▶ [Goal of the exercise] Below are the records; restate word for word the lines from the first through the one containing "Target — porch roof", and only those.

▶ [Source records]
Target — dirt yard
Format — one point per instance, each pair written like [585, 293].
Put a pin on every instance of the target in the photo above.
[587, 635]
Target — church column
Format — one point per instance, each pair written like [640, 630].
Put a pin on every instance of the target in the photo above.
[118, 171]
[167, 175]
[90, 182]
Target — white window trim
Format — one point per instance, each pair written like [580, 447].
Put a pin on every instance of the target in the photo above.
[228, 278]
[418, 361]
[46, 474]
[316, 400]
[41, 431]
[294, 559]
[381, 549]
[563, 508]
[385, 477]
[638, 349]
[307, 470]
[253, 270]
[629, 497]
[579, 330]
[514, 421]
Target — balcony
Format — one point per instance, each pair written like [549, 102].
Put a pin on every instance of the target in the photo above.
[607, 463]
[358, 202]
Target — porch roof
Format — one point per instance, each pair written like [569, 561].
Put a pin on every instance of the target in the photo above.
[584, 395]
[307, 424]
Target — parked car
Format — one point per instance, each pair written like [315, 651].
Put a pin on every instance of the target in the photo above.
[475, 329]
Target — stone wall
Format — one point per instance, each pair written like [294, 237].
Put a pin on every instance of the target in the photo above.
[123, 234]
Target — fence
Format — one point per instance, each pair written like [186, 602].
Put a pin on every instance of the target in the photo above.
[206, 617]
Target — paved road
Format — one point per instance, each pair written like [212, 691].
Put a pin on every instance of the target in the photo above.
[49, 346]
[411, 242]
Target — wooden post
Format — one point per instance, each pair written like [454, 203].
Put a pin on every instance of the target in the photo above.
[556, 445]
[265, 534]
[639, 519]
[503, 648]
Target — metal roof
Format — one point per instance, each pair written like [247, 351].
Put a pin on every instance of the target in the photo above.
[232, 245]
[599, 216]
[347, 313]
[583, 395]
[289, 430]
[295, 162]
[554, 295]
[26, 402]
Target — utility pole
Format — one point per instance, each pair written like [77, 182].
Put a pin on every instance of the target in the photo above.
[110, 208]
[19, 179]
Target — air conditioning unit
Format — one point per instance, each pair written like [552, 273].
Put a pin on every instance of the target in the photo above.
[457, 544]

▶ [Exercise answer]
Target — dirt yard
Format — one point per instance, each pair written like [585, 293].
Put a pin on every instance of the target in the photo above.
[587, 635]
Target — church column
Format — one point per instance, each pair written like [640, 630].
Put a pin on every instance of the target in the photo above.
[118, 171]
[167, 175]
[90, 182]
Target — white window trim
Format — one point per instance, each pair written like [580, 447].
Put a pin on every instance of the target in the photo above.
[228, 278]
[418, 361]
[46, 474]
[316, 400]
[41, 431]
[294, 559]
[381, 549]
[563, 508]
[385, 477]
[638, 349]
[307, 470]
[253, 270]
[629, 497]
[579, 330]
[514, 421]
Target — balcony
Format — one point per instance, each pair written like [549, 102].
Put a pin on every instance of the target in the photo above.
[607, 463]
[358, 202]
Target — porch roof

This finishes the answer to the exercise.